■ DIRECTIONS FOR THIS TASK: Output the full listing that appears below, exactly as it is presented.

■ RECORDS PROVIDED:
####

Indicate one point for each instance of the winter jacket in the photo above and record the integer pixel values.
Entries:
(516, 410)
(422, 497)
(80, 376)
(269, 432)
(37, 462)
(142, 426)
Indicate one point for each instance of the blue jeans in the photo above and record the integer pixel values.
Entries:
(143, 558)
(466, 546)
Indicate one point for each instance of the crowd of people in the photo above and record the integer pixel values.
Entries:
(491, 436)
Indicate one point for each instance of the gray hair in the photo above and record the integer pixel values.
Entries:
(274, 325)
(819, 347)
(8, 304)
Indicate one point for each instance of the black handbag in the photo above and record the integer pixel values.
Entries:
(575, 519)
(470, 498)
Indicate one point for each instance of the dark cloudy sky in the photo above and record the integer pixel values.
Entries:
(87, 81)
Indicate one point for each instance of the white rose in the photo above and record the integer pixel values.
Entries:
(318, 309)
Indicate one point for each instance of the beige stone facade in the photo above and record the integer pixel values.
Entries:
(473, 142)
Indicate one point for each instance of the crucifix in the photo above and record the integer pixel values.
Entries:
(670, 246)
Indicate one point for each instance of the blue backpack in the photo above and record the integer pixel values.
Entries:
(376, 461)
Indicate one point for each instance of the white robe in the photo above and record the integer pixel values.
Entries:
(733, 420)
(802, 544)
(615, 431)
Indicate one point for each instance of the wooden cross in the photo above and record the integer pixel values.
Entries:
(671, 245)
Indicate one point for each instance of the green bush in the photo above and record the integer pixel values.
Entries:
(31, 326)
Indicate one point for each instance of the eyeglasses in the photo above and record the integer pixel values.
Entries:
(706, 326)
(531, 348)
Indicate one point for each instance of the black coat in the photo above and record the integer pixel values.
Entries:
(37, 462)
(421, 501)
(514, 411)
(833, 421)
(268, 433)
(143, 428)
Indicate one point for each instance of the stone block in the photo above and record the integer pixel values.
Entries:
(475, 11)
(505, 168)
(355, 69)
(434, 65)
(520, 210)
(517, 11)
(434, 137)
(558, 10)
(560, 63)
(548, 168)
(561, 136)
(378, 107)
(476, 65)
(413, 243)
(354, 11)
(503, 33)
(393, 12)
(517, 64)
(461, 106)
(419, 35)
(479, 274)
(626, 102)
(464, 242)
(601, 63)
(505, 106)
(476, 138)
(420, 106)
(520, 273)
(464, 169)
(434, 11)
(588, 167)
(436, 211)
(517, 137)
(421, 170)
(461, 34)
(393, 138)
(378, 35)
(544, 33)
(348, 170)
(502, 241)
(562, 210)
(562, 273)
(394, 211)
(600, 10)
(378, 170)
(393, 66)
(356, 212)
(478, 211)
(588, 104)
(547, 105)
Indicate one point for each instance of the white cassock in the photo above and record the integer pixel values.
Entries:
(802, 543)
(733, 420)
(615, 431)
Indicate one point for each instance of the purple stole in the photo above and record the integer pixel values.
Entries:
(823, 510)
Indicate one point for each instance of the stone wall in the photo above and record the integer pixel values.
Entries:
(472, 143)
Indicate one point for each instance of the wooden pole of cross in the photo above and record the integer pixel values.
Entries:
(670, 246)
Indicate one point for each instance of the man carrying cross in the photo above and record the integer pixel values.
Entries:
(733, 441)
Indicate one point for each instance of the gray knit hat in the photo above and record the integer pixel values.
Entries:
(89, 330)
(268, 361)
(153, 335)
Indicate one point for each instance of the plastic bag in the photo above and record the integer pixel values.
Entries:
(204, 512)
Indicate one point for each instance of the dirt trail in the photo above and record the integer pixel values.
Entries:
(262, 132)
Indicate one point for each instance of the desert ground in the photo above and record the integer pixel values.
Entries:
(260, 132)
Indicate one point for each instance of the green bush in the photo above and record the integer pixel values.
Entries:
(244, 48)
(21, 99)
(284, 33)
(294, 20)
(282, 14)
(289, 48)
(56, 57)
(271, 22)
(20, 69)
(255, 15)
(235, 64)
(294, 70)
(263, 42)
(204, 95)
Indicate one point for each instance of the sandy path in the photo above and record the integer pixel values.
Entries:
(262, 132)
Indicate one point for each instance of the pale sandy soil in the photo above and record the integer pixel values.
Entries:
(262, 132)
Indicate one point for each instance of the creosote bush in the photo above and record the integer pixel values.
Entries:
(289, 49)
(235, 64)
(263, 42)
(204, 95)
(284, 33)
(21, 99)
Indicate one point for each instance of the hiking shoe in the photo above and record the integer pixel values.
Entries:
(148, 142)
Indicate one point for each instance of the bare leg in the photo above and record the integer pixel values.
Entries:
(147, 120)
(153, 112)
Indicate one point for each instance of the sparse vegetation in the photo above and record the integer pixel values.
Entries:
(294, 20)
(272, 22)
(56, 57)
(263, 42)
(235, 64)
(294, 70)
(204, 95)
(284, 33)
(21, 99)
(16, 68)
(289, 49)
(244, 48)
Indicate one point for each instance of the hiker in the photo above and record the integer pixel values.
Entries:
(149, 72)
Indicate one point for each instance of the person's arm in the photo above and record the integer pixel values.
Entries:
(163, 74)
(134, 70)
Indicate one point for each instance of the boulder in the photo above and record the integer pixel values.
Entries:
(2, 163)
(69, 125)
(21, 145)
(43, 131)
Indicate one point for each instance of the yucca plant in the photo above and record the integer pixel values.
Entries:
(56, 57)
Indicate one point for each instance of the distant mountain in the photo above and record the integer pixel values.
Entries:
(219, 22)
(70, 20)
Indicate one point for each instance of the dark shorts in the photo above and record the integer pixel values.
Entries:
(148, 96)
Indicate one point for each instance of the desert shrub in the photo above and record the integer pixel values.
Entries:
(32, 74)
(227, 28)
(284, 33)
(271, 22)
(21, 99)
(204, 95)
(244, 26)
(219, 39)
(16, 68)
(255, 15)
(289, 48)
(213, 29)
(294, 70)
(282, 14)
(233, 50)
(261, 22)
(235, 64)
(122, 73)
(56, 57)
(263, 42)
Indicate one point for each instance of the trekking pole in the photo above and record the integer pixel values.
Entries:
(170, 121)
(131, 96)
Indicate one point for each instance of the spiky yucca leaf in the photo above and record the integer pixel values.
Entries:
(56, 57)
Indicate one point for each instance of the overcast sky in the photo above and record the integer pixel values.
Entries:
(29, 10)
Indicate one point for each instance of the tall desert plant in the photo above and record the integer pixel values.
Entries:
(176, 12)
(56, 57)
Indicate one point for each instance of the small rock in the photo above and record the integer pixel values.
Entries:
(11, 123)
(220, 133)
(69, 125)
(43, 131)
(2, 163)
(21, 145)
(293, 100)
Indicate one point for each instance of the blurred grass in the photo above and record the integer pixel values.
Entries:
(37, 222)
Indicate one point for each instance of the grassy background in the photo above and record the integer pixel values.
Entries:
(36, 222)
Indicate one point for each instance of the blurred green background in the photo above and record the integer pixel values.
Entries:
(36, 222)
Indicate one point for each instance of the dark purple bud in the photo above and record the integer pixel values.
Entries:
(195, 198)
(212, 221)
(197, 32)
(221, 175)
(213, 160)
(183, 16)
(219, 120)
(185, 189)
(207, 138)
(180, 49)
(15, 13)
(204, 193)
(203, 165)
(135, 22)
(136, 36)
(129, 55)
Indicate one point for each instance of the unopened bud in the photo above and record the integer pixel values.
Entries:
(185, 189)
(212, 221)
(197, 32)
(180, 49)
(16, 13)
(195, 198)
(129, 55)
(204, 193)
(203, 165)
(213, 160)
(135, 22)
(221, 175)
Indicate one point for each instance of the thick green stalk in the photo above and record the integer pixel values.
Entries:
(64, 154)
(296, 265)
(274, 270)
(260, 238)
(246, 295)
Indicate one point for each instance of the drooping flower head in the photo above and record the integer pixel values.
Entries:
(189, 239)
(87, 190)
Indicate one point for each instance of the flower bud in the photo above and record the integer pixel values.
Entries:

####

■ EXERCISE SOLUTION:
Indicate one point for each instance of the winter jacket in the photo above and record the integer pixel values.
Entries:
(516, 410)
(422, 497)
(80, 376)
(269, 432)
(37, 462)
(142, 426)
Indicate one point for each instance of the blue jeans in the photo above and record the integer pixel values.
Entries:
(143, 558)
(466, 546)
Indicate one point for each instance of the crowd of people in the photo above and record the integer pixel values.
Entries:
(491, 436)
Indicate one point for each instance of the gray hair in the photo above and record the integer pixel values.
Entries:
(274, 325)
(819, 347)
(8, 304)
Indicate one point for each instance of the black handbag in the photo above and record the integer pixel values.
Entries:
(575, 519)
(470, 498)
Indicate one point for each instance of the dark cloudy sky in the photo above and record the integer pixel values.
Entries:
(87, 81)
Indicate one point for each instance of the white rose in the photo above and record the integer pixel values.
Entries:
(318, 309)
Indicate one point for each instance of the beige stone facade in the photo above and record the integer pixel values.
Entries:
(473, 142)
Indicate one point for each instance of the crucifix in the photo above and record the integer pixel values.
Entries:
(670, 246)
Indicate one point for each instance of the blue backpack in the photo above and record the integer pixel values.
Entries:
(376, 461)
Indicate one point for each instance of the white robe in the photo above and record the integer pixel values.
Entries:
(733, 420)
(802, 544)
(615, 431)
Indicate one point for each instance of the wooden cross in the photo above and record the integer pixel values.
Entries:
(671, 245)
Indicate one point for each instance of the green bush in the photo above and record the integer pixel values.
Entries:
(31, 326)
Indicate one point for each instance of the eyeglasses in the photo above and record the integer pixel values.
Entries:
(706, 326)
(531, 348)
Indicate one point for each instance of the black coat in the photo above and record the integer pixel values.
Entries:
(37, 462)
(421, 501)
(514, 411)
(833, 421)
(268, 433)
(143, 428)
Indicate one point for each instance of the stone block in the photo above and record the integer pixel values.
Entries:
(475, 11)
(505, 168)
(355, 69)
(434, 65)
(520, 210)
(517, 11)
(434, 137)
(558, 10)
(560, 63)
(548, 168)
(561, 136)
(378, 107)
(476, 65)
(413, 243)
(354, 11)
(503, 33)
(393, 12)
(517, 64)
(461, 106)
(419, 35)
(479, 274)
(626, 102)
(464, 242)
(601, 63)
(505, 106)
(476, 138)
(420, 106)
(520, 273)
(464, 169)
(434, 11)
(588, 167)
(436, 211)
(517, 137)
(421, 170)
(461, 34)
(393, 138)
(378, 35)
(544, 33)
(348, 170)
(502, 241)
(562, 210)
(562, 273)
(394, 211)
(600, 10)
(378, 170)
(393, 66)
(356, 212)
(478, 211)
(588, 104)
(547, 105)
Indicate one point for each instance of the white cassock in the photo above and record the integer pixel values.
Entries:
(802, 543)
(733, 420)
(615, 431)
Indicate one point for each instance of the purple stole in the photo above and record the integer pixel values.
Entries:
(823, 510)
Indicate one point for each instance of the stone wall in the photo above and record the integer pixel values.
Entries:
(472, 143)
Indicate one point for each instance of the wooden pole of cross in the photo above and record the integer pixel values.
Entries:
(670, 246)
Indicate one point for each instance of the man carrying cross in the photo above and record the integer pixel values.
Entries:
(733, 441)
Indicate one point for each instance of the gray knit hat in the photo above and record the integer pixel values.
Entries:
(89, 330)
(268, 361)
(153, 335)
Indicate one point for each instance of the plastic bag in the photo above and record the integer pixel values.
Entries:
(204, 512)
Indicate one point for each instance of the dirt trail in the photo above and record the integer pixel values.
Entries:
(262, 132)
Indicate one point for each instance of the desert ground in the photo above and record the integer pixel values.
Entries:
(260, 132)
Indicate one point for each instance of the green bush in the photo above and record the integer pixel values.
Entries:
(244, 48)
(21, 99)
(284, 33)
(294, 20)
(282, 14)
(289, 48)
(56, 57)
(271, 22)
(20, 69)
(255, 15)
(235, 64)
(294, 70)
(263, 42)
(204, 95)
Indicate one point for each instance of the sandy path in the photo above and record the integer pixel values.
Entries:
(262, 132)
Indicate one point for each instance of the pale sandy soil in the photo above and record the integer pixel values.
Entries:
(262, 132)
Indicate one point for each instance of the creosote bush in the photo above and record the integer pixel values.
Entries:
(289, 49)
(235, 64)
(263, 42)
(204, 95)
(284, 33)
(21, 99)
Indicate one point for each instance of the hiking shoe in the photo above and record the integer pixel values.
Entries:
(148, 142)
Indicate one point for each instance of the bare leg in the photo above and record the integer pixel values.
Entries:
(147, 120)
(153, 112)
Indicate one point for each instance of the sparse vegetation in the photo above and record the integer pixel values.
Entries:
(294, 20)
(272, 22)
(56, 57)
(263, 42)
(235, 64)
(294, 70)
(204, 95)
(284, 33)
(21, 99)
(16, 68)
(289, 49)
(244, 48)
Indicate one point for each instance of the hiker in the photo above and record the integer pixel values.
Entries:
(149, 72)
Indicate one point for each instance of the person's arm in the photo above and record the integer pixel values.
Entries:
(163, 74)
(134, 70)
Indicate one point for each instance of the boulder in the photo above and record the integer pixel values.
Entries:
(2, 163)
(69, 125)
(21, 145)
(43, 131)
Indicate one point for each instance of the yucca plant in the photo above and record the integer pixel values.
Entries:
(56, 57)
Indicate one point for each instance of the distant mountain in the photo above and record the integer pixel values.
Entries:
(219, 22)
(70, 20)
Indicate one point for each instance of the dark shorts in the photo above and record the integer pixel values.
Entries:
(148, 96)
Indicate one point for each instance of the desert shrub in the photo above and record the integer pixel values.
Entries:
(32, 74)
(227, 28)
(284, 33)
(271, 22)
(21, 99)
(204, 95)
(244, 26)
(219, 39)
(16, 68)
(255, 15)
(289, 48)
(213, 29)
(294, 70)
(282, 14)
(233, 50)
(261, 22)
(235, 64)
(122, 73)
(56, 57)
(263, 42)
Indicate one point for each instance of the trekking pole in the photo above and record the integer pixel values.
Entries:
(170, 121)
(131, 96)
Indicate one point for each instance of the spiky yucca leaf in the photo above and record the integer pixel values.
Entries:
(56, 57)
Indicate one point for each instance of the overcast sky in the photo above and record the integer pixel values.
Entries:
(29, 10)
Indicate one point for each instance of the tall desert plant in the photo above and record the integer pixel values.
Entries:
(176, 12)
(56, 57)
Indicate one point for each instance of the small rock in the photo above and record the integer pixel values.
Entries:
(11, 123)
(220, 133)
(69, 125)
(43, 131)
(2, 163)
(21, 145)
(293, 100)
Indicate one point for each instance of the blurred grass in the photo above and record the integer pixel values.
Entries:
(37, 222)
Indicate one point for each instance of the grassy background in the photo above and record the integer pixel values.
Entries:
(36, 222)
Indicate one point for each instance of the blurred green background in the photo above and record the integer pixel values.
Entries:
(36, 222)
Indicate one point for each instance of the dark purple bud in the photo above and record the integer pixel values.
Entries:
(195, 198)
(212, 221)
(197, 32)
(221, 175)
(213, 160)
(183, 16)
(219, 120)
(185, 189)
(207, 138)
(180, 49)
(15, 13)
(204, 193)
(203, 165)
(135, 22)
(136, 36)
(129, 55)
Indicate one point for each instance of the unopened bud in the photo above and record the integer pixel values.
Entries:
(185, 189)
(212, 221)
(197, 32)
(180, 49)
(16, 13)
(195, 198)
(129, 55)
(204, 193)
(203, 165)
(213, 160)
(135, 22)
(221, 175)
Indicate one point for each instance of the thick green stalk in the photo above and record the integer pixel values.
Entries:
(64, 154)
(296, 265)
(274, 270)
(260, 238)
(246, 295)
Indicate one point for each instance of the drooping flower head in the photo above and record the integer pixel values.
Entries:
(189, 239)
(87, 190)
Indicate one point for each instance of the flower bud in the photo above and record the integer pixel values.
Entries:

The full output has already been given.